• _STATED PROBLEM_
Copy the data below word for word, beginning with the line containing "Note to the class: point at the wooden desk" and continuing through the line containing "<point>1230,864</point>".

## BEGIN THE RECORDS

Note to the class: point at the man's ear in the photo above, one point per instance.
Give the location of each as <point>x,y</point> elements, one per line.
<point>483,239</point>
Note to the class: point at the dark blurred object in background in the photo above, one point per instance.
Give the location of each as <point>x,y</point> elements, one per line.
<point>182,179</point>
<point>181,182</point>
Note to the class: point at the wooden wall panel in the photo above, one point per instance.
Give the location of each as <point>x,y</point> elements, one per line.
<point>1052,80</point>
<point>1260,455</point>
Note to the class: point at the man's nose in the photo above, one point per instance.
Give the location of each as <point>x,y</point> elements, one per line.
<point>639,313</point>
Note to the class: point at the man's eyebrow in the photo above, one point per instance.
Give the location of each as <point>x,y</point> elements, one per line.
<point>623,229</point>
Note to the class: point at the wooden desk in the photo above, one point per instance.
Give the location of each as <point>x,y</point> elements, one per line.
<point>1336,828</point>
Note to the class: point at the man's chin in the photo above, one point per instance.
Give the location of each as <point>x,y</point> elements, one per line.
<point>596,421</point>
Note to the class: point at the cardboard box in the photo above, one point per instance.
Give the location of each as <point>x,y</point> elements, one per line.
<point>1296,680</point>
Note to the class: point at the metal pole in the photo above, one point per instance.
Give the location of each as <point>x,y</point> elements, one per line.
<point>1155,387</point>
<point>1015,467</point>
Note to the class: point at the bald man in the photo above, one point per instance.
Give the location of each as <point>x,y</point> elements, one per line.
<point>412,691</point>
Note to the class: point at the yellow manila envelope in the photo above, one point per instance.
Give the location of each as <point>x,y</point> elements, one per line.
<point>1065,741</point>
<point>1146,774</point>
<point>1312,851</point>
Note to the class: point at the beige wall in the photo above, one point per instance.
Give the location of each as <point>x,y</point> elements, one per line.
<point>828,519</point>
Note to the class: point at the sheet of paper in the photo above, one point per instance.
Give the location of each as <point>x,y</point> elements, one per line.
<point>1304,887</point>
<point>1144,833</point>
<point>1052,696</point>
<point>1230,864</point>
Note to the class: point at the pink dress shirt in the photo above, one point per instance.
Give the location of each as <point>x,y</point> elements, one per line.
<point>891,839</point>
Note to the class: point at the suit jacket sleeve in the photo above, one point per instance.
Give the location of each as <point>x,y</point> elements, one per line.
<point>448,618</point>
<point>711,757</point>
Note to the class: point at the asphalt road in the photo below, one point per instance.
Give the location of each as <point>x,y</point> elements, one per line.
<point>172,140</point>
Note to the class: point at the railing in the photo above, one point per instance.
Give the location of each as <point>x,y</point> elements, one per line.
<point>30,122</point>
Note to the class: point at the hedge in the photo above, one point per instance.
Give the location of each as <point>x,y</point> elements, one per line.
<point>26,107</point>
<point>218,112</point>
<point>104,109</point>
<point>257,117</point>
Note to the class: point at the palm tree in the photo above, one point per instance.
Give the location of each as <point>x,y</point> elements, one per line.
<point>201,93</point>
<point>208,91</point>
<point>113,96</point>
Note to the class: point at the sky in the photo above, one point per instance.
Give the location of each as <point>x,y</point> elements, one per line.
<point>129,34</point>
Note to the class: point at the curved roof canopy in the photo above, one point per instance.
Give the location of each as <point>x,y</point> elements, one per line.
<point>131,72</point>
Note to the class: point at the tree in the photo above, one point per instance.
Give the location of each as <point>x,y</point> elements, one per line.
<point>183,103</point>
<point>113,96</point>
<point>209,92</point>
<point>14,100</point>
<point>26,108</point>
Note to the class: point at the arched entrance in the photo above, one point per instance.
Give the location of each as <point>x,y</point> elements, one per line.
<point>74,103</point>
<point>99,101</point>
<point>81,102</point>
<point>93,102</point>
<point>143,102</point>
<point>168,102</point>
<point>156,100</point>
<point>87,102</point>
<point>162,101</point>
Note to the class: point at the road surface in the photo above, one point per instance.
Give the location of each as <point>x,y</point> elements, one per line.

## END THE RECORDS

• _RESULT BELOW_
Note to the class: point at the wooden desk in the photo above, one point per instance.
Give the location of each as <point>x,y</point> elements, one per line.
<point>1336,828</point>
Note to the class: point at the man's chin in the photo above, one point per instance.
Give the location of each as <point>x,y</point> elements, one per line.
<point>596,421</point>
Note to the class: point at the cardboard box in the photo above, one point per instance.
Give the location of each as <point>x,y</point> elements, one per line.
<point>1296,680</point>
Note to the class: point at the metal pole in the photo above, one point per instance.
Give the location of each as <point>x,y</point> elements, one per line.
<point>1155,387</point>
<point>1015,467</point>
Note to the class: point at the bald man in the photo above, one point per instance.
Give the location of each as <point>x,y</point> elements, one per line.
<point>412,691</point>
Note to the class: point at the yellow manila envelope in the photo above, one point per instance.
Give the location of each as <point>x,y</point> elements, one per line.
<point>1065,741</point>
<point>1146,774</point>
<point>1312,851</point>
Note to the class: point at the beige wall in the photo above, one point per instance.
Give the location of each as <point>x,y</point> elements, one per line.
<point>828,519</point>
Note to the class: point at the sheet of paper in the photo above, one point per instance.
Give the location of each as <point>x,y</point> elements, one per line.
<point>1304,887</point>
<point>1144,833</point>
<point>1052,696</point>
<point>1230,864</point>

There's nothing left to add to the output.